Could you continue the passage below about the image pickup apparatus and its encoding and decoding functions, starting right after its final line?

:: PASSAGE TO READ ::
# # # # #

Also, the image data processing unit 964 performs decoding
processing on the encoding data supplied from the external
interface unit 966 or the media drive 968. The image data
processing unit 964 supplies the display unit 965 with the image
data generated by performing the decoding processing. Also, the
image data processing unit 964 supplies the display unit 965 with
the image data supplied from the camera signal processing unit 963,
or supplies the display unit 965 with the data for display, which
is obtained from the OSD unit 969, while superimposing on the image
data.
[0693] The OSD unit 969 generates data for display, such as menu
screens or icons including symbols, characters, or figures, and
outputs the data to the image data processing unit 964.
[0694] For example, the external interface unit 966 includes a USB
input/output port, and is connected to a printer when printing an
image. Also, if necessary, a drive is connected to the external
interface unit 966, and a removable media such as a magnetic disk
or an optical disk is appropriately mounted. Therefore, if
necessary, a computer program read therefrom is installed.
Furthermore, the external interface unit 966 includes a network
interface to be connected to a predetermined network, such as a LAN
or Internet. For example, the control unit 970 can read the
encoding data from the memory unit 967 according to an instruction
from the user interface unit 971, and supply it from the external
interface unit 966 to other device connected through the network.
Also, the control unit 970 can obtain encoding data or image data,
which is supplied from other device through the network, through
the external interface unit 966, and supply it to the image data
processing unit 964.
[0695] As the recording media driven in the media drive 968, for
example, any rewritable removable media, such as a magnetic disc, a
magneto optical disc, or a semiconductor memory, is used. Also, the
recording media may be any type of a removable media, a tape
device, a disk, or a memory card. Of course, the media drive 968
may also be a contactless IC card or the like.
[0696] Also, the media drive 968 and the recording media may be
integrated, and for example, may be configured by a non-portable
recording medium such as an internal hard disk drive or a solid
state drive (SSD).
[0697] The control unit 970 is configured using a CPU or a memory,
and the like. The memory stores the program to be executed by the
CPU, or various data required when the CPU performs processing. The
program stored in the memory is read and executed by the CPU at a
predetermined timing, such as the starting of the image pickup
apparatus 960. By executing the program, the CPU controls each unit
such the image pickup apparatus 960 is operated according to the
user manipulation.
[0698] In the image pickup apparatus configured as above, the
function of the encoding apparatus (encoding method) and the
function of the decoding apparatus (decoding method) of the present
invention are provided in the image data processing unit 964.
Therefore, it is possible to encode the image data of the multiview
3D image captured by the image pickup unit 962 to improve the
coding efficiency, or it is possible to decode the encoded encoding
data recorded in the memory unit 967 or the recording media to
improve the coding efficiency.
[0699] Also, the present technology can be applied to the encoding
apparatus that encodes images related to color images other than
depth images and color images, as well as the encoding apparatus
that encodes color images and depth images.
[0700] Also, in this specification, the system refers to the entire
apparatus configured by a plurality of apparatuses.
[0701] Furthermore, the embodiments of the present technology are
not limited to the above-described embodiments, and various
modifications can be made without departing from the scope of the
present technology.
[0702] Additionally, the present technology may also be configured
as below.
(1)

# # # # #

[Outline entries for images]
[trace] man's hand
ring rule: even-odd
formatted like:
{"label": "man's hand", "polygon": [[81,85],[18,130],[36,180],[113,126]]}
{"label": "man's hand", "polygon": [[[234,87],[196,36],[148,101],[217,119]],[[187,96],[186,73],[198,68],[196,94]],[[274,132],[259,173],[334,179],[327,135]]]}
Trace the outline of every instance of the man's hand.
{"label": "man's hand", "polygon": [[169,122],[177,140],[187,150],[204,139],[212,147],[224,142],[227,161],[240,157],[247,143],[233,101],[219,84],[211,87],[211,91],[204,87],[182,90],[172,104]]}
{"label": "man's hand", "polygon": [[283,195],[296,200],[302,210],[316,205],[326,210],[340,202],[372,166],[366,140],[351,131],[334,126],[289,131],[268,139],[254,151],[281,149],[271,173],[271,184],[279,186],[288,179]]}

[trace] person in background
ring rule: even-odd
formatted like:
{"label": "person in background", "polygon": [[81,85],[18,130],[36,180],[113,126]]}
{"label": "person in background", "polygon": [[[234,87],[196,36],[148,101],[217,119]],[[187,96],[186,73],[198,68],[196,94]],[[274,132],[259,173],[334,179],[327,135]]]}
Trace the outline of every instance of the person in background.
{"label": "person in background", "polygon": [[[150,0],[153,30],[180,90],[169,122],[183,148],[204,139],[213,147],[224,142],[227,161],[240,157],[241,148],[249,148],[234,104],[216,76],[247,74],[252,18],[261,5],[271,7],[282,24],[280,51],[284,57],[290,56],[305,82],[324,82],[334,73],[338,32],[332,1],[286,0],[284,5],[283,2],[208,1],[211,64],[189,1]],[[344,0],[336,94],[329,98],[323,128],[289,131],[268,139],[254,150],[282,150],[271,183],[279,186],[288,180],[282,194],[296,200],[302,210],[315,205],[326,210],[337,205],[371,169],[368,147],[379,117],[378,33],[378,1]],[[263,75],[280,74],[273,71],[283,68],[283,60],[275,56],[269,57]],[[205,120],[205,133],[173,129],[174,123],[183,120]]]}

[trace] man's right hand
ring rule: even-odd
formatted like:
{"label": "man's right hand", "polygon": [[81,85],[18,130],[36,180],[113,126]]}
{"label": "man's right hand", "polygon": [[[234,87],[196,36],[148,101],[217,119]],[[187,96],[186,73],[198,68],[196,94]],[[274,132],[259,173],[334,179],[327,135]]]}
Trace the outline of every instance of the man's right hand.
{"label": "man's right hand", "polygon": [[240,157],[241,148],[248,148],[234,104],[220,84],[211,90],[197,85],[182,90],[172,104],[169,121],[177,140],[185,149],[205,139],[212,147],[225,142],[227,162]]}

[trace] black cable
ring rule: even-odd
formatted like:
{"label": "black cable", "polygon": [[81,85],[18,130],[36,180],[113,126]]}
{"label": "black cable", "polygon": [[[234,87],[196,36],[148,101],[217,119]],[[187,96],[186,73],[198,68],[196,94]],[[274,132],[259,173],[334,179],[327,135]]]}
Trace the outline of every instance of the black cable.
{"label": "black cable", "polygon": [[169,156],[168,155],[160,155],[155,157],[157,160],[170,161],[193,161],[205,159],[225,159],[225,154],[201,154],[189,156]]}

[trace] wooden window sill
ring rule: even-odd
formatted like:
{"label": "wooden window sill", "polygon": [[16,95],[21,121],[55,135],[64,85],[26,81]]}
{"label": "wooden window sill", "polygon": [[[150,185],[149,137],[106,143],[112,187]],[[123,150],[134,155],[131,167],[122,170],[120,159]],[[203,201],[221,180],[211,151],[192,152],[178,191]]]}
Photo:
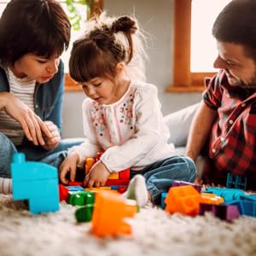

# # # # #

:: ANSWER TO THE TASK ::
[0703] An encoding apparatus including:
[0704] a setting unit configured to perform setting in a manner
that encoding parameter used when encoding a color image of a
multiview 3D image and a depth image of the multiview 3D image is
shared in the color image and the depth image; and
[0705] an encoding unit configured to encode the color image of the
multiview 3D image and the depth image of the multiview 3D image by
using the encoding parameter set by the setting unit.
(2)
[0706] The encoding apparatus according to (1), further
including:
[0707] an intra-component multiplexing unit configured to generate
an intra-component multiplexed image by multiplexing a chroma
component of the color image and the depth image as a chroma
component of one screen; and
[0708] an inter-component multiplexing unit configured to set a
luma component of the color image as a luma component of an
inter-component multiplexed image, set the intra-component
multiplexed image as a chroma component of the inter-component
multiplexed image, and generate the inter-component multiplexed
image,
[0709] wherein the setting unit performs setting in a manner that
the encoding parameter is shared in the chroma component and the
luma component of the inter-component multiplexed image generated
by the inter-component multiplexing unit, and
[0710] wherein the encoding unit encodes the inter-component
multiplexed image generated by the inter-component multiplexing
unit, by using the encoding parameter set by the setting unit.
(3)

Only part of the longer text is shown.